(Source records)

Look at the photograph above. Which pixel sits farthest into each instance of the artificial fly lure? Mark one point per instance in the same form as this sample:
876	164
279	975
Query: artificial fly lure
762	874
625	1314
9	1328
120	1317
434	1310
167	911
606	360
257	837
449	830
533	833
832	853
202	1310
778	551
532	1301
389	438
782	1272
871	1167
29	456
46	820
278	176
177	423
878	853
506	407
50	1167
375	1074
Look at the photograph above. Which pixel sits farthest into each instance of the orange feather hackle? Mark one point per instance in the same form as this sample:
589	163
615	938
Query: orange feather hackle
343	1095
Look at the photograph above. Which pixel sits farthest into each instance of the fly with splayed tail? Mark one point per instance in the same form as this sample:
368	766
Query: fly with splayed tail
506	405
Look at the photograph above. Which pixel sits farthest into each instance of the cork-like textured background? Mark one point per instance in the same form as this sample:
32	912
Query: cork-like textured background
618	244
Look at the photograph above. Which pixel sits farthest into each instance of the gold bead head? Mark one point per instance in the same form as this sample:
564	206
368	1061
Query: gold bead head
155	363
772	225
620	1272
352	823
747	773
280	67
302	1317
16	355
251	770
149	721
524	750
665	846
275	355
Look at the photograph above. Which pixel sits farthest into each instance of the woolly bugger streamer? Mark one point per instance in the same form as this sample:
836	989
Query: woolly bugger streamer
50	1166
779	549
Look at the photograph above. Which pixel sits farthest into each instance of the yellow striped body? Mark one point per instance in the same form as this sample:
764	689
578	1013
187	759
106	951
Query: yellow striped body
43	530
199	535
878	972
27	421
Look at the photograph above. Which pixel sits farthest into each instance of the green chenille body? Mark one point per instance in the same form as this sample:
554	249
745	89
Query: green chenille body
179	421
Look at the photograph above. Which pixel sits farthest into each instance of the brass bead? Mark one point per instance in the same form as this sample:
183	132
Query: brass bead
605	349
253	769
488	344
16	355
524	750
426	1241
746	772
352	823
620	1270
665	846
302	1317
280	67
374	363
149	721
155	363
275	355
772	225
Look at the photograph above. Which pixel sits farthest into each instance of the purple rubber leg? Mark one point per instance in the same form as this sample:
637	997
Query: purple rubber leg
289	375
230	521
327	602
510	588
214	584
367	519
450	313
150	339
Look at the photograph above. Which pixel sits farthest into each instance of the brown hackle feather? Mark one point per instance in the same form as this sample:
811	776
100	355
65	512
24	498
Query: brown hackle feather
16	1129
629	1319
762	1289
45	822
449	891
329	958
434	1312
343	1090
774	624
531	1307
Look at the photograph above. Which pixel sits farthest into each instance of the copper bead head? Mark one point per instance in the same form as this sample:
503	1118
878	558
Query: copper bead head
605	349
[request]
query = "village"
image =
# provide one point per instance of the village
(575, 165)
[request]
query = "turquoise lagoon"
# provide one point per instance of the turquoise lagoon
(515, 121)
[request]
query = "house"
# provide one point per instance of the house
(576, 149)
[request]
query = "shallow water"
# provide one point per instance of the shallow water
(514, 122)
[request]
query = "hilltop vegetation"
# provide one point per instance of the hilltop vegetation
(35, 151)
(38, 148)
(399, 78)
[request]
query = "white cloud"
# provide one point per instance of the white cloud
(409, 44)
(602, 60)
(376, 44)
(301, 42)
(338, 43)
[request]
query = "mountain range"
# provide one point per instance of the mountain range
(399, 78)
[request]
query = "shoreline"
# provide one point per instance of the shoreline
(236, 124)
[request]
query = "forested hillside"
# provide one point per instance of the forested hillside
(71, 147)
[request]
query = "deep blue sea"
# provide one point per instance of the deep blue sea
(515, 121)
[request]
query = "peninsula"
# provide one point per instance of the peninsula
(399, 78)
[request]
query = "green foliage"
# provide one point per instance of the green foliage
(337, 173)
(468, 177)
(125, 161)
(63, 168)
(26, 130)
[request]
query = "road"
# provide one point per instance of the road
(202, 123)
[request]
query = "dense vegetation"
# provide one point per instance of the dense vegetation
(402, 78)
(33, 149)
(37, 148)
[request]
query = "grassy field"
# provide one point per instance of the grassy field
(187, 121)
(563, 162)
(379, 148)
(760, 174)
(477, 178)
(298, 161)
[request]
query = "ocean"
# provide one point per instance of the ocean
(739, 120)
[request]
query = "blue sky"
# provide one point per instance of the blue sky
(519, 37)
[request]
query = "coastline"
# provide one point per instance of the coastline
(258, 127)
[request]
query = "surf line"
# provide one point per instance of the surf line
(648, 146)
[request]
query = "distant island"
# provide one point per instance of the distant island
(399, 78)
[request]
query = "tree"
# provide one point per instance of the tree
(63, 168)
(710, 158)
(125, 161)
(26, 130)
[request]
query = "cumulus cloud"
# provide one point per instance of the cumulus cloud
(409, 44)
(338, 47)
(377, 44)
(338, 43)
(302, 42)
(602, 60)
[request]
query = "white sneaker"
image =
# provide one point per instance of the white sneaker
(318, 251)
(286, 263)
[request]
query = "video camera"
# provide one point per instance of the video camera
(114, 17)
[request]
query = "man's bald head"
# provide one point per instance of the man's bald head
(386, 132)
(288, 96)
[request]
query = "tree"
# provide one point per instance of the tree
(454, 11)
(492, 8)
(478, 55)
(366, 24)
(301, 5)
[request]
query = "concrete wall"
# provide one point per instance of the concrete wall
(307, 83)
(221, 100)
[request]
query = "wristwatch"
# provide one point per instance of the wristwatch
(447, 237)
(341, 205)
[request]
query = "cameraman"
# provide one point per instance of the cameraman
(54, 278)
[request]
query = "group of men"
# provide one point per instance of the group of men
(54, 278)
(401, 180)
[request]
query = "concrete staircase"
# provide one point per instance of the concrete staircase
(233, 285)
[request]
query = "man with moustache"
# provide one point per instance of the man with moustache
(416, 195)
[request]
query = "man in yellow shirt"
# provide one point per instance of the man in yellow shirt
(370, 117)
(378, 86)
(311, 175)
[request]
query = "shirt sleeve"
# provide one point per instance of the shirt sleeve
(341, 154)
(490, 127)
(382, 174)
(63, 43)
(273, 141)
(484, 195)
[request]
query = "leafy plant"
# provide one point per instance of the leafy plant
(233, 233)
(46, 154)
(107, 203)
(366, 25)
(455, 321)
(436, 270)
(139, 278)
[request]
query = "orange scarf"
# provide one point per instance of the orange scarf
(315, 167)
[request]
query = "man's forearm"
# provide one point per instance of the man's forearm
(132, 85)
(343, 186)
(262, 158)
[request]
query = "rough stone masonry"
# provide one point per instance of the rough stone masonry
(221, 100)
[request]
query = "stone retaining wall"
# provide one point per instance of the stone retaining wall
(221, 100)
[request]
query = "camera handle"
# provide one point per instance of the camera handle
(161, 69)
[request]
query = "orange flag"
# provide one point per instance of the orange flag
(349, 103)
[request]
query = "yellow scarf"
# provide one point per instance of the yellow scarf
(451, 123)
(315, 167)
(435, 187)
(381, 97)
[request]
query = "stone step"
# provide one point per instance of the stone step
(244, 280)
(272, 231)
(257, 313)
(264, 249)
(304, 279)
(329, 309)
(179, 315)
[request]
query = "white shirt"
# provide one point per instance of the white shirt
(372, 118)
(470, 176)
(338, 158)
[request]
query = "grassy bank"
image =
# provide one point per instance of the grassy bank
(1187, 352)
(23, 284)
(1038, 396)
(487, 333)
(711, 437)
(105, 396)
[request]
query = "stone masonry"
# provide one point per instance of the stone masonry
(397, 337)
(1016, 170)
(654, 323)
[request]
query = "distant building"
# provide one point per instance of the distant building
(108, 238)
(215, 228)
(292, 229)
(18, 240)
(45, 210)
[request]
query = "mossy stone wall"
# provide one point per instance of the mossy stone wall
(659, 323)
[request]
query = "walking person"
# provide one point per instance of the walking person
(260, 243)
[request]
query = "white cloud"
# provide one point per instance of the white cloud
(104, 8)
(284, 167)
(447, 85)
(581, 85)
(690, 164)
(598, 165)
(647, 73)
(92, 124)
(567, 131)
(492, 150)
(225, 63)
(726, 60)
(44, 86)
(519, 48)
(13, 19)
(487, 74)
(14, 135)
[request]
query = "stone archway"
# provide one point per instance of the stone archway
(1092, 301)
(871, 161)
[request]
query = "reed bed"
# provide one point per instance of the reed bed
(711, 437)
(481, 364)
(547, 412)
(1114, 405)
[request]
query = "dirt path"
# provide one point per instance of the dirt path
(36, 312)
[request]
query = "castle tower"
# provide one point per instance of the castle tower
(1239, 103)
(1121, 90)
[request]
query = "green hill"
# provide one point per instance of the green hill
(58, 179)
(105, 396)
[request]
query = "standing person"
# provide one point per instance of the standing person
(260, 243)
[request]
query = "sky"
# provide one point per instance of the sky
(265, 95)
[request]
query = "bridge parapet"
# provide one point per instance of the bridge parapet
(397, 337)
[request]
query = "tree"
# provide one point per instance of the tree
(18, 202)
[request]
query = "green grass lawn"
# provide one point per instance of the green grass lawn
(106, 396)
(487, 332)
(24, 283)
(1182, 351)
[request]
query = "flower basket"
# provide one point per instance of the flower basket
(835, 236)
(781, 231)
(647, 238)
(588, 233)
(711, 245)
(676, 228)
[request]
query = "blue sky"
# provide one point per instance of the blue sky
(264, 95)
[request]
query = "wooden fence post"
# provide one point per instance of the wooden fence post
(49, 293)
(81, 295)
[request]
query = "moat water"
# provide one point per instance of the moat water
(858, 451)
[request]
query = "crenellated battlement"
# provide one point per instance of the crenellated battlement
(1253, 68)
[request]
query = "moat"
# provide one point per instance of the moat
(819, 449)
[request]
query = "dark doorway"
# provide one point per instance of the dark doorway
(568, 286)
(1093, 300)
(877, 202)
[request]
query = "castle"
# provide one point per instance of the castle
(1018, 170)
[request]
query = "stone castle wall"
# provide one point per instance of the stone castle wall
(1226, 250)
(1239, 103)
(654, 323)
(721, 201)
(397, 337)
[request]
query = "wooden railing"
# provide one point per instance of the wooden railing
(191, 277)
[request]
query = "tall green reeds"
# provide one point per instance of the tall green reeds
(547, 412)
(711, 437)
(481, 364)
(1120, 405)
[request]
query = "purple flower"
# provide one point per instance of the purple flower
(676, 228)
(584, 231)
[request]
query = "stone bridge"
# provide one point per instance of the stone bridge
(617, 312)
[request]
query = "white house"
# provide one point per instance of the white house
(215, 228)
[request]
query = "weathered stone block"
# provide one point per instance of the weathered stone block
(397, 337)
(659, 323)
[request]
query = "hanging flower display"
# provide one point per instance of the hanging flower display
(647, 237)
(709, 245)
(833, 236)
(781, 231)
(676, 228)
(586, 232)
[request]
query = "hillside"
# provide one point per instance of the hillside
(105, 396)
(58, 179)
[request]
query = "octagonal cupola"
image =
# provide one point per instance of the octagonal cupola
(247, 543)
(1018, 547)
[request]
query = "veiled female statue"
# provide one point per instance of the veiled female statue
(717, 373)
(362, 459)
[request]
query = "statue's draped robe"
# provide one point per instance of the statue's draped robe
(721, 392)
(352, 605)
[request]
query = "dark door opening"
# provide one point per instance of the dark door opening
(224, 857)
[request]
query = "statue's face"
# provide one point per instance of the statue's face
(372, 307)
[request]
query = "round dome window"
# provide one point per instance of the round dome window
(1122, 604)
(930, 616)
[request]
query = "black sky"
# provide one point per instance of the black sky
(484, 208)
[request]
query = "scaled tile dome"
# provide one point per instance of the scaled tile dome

● Problem details: Return every line of the data above in which "tile" appears.

● Output of the task:
query = "scaled tile dome"
# provide one point per instance of the scaled tile dome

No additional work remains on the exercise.